* [Exercise prompt]:
Nothing but the lines from the one containing "Mark a point on each instance of the paved" through the last line of the data below should be returned, each copied exactly.
====== Records provided
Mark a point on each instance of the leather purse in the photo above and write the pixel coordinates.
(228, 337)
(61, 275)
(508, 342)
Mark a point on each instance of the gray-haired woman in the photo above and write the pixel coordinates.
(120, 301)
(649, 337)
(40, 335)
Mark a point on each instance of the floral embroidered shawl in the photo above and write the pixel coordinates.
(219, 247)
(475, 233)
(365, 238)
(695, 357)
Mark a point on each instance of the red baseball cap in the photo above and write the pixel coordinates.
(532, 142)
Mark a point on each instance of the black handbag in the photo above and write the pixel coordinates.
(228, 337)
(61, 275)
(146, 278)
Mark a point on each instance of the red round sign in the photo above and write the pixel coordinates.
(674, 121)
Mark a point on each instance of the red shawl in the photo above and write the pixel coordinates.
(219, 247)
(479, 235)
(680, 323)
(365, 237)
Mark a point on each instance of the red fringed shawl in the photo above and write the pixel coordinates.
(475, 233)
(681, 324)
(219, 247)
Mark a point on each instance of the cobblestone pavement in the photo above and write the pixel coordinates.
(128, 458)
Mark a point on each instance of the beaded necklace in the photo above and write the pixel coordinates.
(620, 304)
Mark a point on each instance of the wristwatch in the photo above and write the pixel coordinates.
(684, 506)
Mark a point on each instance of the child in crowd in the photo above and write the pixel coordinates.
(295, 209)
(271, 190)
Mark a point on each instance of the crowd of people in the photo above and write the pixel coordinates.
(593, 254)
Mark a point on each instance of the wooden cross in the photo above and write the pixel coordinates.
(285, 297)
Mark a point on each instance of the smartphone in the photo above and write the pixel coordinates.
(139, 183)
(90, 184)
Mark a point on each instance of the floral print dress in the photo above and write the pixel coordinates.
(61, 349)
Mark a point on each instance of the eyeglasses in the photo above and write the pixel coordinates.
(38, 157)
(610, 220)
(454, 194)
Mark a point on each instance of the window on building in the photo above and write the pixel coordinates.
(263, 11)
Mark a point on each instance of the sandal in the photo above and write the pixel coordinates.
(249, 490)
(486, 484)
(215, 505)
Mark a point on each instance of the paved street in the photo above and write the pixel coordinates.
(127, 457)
============
* [Your solution]:
Mark a point on each instance of the paved street in the photo above and write the pixel coordinates.
(127, 457)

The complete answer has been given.